*Source document*:
⁂
C: Just things that I thought
were of historical interest, and things like that. I don't know what'll
happen to them after I'm gone, but there down in the basement right now!
Do you remember anything about Executive Order 9066?
H: Never heard of it..
When the Japanese-Americans in California were relocated?
H: Oh, you mean when we put
them in the concentration camps. I didn't hear anything about it, because
I was in the service, and that was all pretty hush-hush until after the
war.
C: I remember hearing about
it. But it was sort of taken as a, well, that we couldn't do anything else
but, because they didn't know how many people might be doing spying,
or doing subversive activities.
H: Sympathizers.
C: And it was one way from
keeping anything like that happening. I could see were there would be a
lot of Japanese-Americans put out because they were indicting the rule,
Americans because they had come over, or they had been born in this country.
But that was the protection that the United States had to take for their
own people, and it was just one of those things. Like an act of war that
had to be taken care of in order to protect the citizens of this country.
H: If we had another war, we'd
have the same thing again. It would be with all different ethnic groups.
⁂
*Supplied material*:
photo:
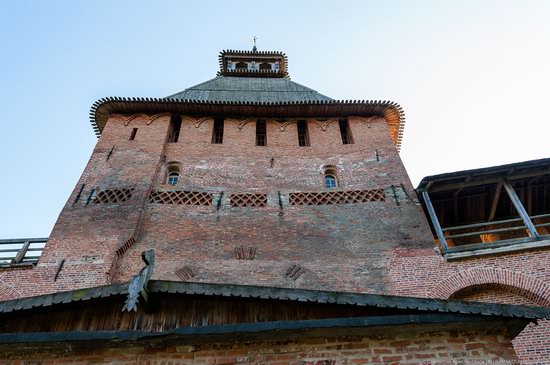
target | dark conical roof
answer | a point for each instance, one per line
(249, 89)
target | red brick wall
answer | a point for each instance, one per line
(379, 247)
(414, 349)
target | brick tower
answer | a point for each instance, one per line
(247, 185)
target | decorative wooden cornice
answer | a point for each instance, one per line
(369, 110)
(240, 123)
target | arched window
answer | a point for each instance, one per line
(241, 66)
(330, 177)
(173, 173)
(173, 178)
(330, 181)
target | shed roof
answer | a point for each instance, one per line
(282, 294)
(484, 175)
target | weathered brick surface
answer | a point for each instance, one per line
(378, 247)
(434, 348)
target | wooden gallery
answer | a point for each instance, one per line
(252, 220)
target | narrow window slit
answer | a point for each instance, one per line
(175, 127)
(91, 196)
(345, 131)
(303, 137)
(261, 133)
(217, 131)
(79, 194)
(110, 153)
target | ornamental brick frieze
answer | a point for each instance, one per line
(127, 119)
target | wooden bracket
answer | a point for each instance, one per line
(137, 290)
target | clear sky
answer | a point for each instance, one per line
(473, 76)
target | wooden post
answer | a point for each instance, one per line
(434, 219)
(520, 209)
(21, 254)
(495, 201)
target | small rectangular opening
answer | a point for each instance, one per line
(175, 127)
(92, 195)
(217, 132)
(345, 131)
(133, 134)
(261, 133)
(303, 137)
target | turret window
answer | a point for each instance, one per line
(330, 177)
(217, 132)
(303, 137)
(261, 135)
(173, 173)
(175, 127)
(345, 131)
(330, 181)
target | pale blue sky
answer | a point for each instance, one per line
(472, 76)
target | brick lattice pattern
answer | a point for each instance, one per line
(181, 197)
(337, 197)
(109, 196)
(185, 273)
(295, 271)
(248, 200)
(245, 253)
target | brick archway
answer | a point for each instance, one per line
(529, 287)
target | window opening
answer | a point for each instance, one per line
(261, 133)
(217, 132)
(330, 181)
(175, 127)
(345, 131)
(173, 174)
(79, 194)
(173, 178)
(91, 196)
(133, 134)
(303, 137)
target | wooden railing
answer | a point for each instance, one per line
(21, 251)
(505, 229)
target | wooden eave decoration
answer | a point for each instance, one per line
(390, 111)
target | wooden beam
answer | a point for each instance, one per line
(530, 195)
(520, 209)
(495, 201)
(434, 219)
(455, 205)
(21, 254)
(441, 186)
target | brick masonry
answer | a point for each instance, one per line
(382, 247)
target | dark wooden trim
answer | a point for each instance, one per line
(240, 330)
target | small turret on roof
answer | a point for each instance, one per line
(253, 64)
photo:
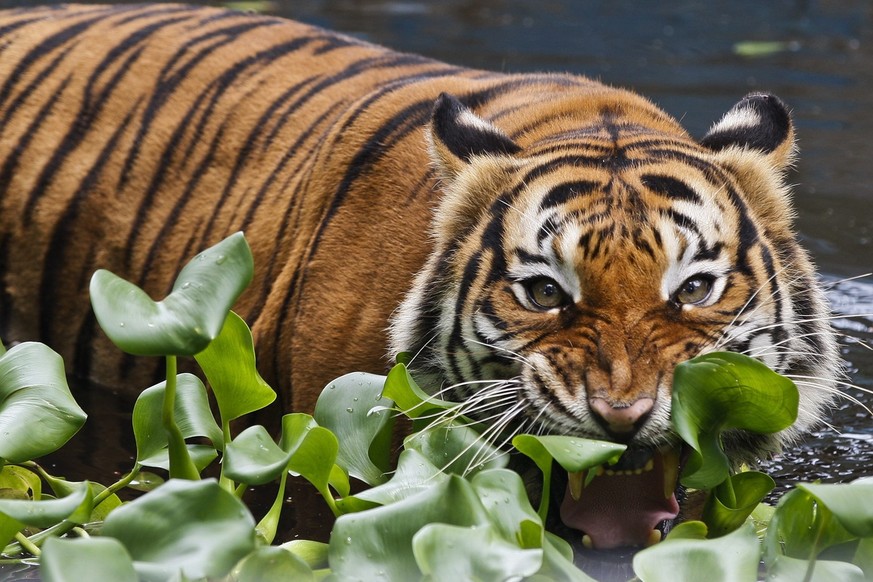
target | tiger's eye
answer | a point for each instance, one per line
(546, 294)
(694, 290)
⁂
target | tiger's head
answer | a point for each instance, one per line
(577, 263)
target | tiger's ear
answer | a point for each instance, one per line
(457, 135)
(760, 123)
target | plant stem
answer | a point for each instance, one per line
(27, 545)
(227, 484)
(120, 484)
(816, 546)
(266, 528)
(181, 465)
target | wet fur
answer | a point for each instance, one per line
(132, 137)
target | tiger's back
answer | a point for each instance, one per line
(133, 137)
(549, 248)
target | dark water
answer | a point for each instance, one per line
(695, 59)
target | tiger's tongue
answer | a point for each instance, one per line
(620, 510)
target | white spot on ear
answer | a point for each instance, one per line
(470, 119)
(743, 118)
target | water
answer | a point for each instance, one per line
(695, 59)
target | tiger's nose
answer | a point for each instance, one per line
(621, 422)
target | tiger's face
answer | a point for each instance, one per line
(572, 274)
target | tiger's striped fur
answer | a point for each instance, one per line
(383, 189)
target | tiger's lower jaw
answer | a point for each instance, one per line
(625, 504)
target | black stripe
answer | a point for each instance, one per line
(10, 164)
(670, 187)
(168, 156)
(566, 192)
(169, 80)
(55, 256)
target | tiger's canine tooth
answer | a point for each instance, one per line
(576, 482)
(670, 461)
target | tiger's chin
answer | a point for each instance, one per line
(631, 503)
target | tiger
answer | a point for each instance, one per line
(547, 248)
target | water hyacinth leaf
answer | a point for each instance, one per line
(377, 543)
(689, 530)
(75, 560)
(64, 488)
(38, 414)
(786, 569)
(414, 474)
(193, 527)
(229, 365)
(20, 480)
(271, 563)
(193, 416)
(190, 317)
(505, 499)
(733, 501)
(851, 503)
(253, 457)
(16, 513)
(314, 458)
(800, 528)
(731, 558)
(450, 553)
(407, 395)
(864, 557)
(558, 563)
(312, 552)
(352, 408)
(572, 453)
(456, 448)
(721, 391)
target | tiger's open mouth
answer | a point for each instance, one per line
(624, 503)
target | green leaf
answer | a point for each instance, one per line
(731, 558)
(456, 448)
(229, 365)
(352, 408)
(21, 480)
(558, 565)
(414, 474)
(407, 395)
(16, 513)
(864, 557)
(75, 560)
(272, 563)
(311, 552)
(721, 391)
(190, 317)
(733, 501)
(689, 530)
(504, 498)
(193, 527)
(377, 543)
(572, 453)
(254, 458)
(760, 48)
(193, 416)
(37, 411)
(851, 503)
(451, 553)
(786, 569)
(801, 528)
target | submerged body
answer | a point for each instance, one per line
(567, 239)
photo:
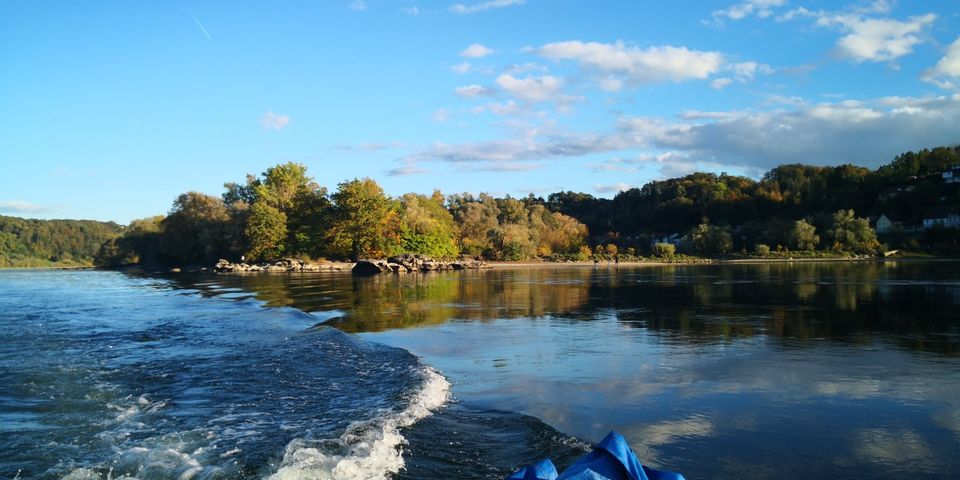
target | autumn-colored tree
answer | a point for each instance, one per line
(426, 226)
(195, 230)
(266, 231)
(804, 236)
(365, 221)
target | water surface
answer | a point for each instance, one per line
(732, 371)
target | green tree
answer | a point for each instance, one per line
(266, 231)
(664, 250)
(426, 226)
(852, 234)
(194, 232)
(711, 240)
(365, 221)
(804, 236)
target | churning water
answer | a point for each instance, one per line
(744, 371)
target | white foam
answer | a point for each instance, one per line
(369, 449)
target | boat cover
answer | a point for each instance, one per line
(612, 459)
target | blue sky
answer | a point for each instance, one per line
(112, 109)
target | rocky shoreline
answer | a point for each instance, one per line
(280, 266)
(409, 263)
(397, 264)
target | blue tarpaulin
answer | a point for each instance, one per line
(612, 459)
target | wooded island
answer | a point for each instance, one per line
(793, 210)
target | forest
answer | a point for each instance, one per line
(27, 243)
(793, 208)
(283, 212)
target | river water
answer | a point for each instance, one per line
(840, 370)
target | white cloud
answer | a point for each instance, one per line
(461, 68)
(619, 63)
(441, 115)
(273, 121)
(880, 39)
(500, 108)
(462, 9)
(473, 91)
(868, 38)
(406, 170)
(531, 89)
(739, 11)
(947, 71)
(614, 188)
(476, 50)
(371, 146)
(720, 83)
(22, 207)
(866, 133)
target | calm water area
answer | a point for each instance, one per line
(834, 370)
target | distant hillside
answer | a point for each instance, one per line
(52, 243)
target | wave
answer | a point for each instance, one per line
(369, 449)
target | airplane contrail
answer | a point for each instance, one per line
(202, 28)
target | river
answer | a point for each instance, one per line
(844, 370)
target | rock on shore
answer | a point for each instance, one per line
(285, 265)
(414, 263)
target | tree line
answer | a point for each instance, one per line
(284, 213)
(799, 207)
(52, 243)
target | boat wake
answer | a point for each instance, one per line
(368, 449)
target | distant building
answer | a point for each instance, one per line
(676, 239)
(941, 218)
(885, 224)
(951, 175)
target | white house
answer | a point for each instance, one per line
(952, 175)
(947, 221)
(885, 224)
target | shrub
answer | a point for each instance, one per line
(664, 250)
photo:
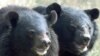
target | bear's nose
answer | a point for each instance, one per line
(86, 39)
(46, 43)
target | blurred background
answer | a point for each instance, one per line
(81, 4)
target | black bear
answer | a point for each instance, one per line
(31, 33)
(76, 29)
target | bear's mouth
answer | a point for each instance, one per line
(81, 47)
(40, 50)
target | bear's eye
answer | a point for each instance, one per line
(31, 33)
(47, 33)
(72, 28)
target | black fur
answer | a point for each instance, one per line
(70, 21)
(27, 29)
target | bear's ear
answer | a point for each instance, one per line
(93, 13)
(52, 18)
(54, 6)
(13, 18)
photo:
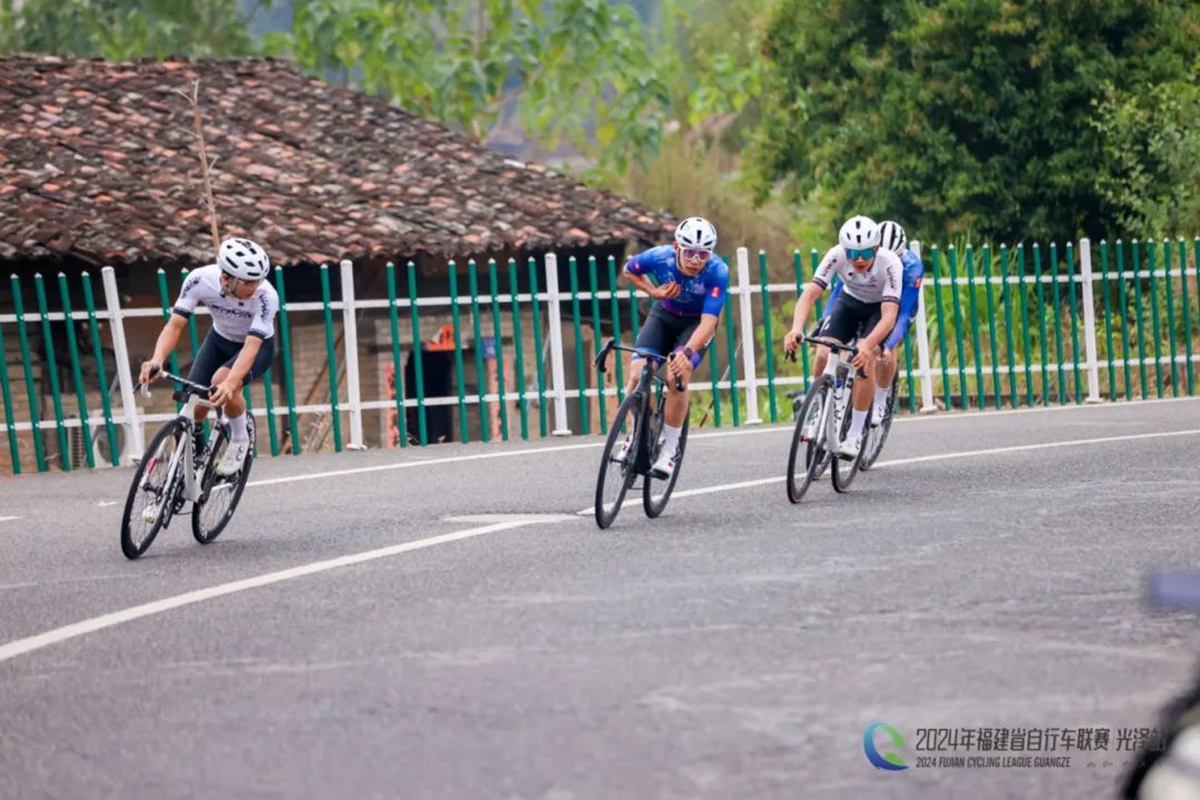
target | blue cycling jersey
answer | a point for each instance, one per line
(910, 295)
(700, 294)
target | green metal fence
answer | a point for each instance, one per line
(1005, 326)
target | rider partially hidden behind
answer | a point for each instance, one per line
⁂
*To-do list*:
A: In the interview about Executive Order 9066, what do these speakers say?
(i) Where does C say the items of historical interest are kept right now?
(ii) Why did H not hear anything about the relocation at the time?
(iii) According to H, what would happen if there were another war?
B: Can you carry the interview about the wartime relocation of Japanese-Americans forward from its last line, keeping the same speakers and the C: and H: format?

*Exercise responses*:
A:
(i) Down in the basement.
(ii) H was in the service, and the matter was kept pretty hush-hush until after the war.
(iii) The same thing would happen again, but with all different ethnic groups.

B:
C: We've got a lot of them
over now. The ones that we didn't have then.
Did you say that they 'would' ?
H: I'd imagine that they will.
. . if we get attacked again. Any other country would do the same thing.
There's really not that much difference in the Japanese holding all of the
Americans in the prisons over there. There isn't too much difference, it's
the same thing.
How about in terms of the Japanese-Americans being civilians,
people who had houses, people who weren't soldiers. Do you think there would
be a difference there?
H: In what way?
Would you say there's no difference?
H: If they had a home here? If they had property here?
If they thought of themselves as Americans.
H: Well, I don't think that
was much the problem. It was their parents; if they were born here, they
were naturalized Americans. But who knows what their parents was. They was
raised in the old country. They were raised in Japan, they were educated
in Japan, and then they came over here for a better livin'. A better life.
And then they were naturalized. But still, they have roots back in Japan.
So naturally they're going to have feelings for Japan, it's only natural.
That's where the problem lies. It wasn't the people that were born over
here, probably there wasn't any difference. They didn't know the Japanese
custom.
Do you have any family, relatives that were lost in
the war?
H: I had a cousin that died
in the Pacific. He was on the destroyer Spence. It went down in a typhoon.
He was in 5 or 6 battles in the Pacific. Both ships were damaged, pretty
badly. They came back to SanFransisco for repairs, and then he went out
to the Pacific again, and the typhoon came up, and. . . there were no survivors
in that. They all went down. And I had a cousin that was in the service.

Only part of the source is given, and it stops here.